# EXTRACTED INFORMATION
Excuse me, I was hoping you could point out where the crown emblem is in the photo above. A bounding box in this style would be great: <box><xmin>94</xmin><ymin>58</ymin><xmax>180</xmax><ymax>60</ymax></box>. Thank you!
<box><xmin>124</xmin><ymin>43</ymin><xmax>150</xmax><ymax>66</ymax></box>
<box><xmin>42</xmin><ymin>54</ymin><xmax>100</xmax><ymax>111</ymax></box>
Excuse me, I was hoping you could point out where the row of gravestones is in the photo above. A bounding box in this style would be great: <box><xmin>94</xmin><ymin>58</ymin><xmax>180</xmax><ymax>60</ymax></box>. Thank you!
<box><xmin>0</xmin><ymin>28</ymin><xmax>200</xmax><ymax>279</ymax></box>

# WHAT TO DO
Reproduce every line of the data above in full, multiplying each bounding-box coordinate in the answers by 2.05 and rounding to the nearest whole number, with halves rounded up. Leave all other numbers unchanged, including the sample box in the wording of each line that asks for a location.

# RESULT
Excuse me, I was hoping you could point out where the crown emblem is in the photo above. A bounding box in this style would be great: <box><xmin>94</xmin><ymin>58</ymin><xmax>180</xmax><ymax>60</ymax></box>. Thank you!
<box><xmin>254</xmin><ymin>88</ymin><xmax>308</xmax><ymax>135</ymax></box>
<box><xmin>86</xmin><ymin>111</ymin><xmax>205</xmax><ymax>228</ymax></box>
Excuse me, I was hoping you could point out where the row of gravestones is in the photo above. A bounding box in this style would be great: <box><xmin>94</xmin><ymin>58</ymin><xmax>180</xmax><ymax>60</ymax></box>. Thank you!
<box><xmin>0</xmin><ymin>57</ymin><xmax>410</xmax><ymax>572</ymax></box>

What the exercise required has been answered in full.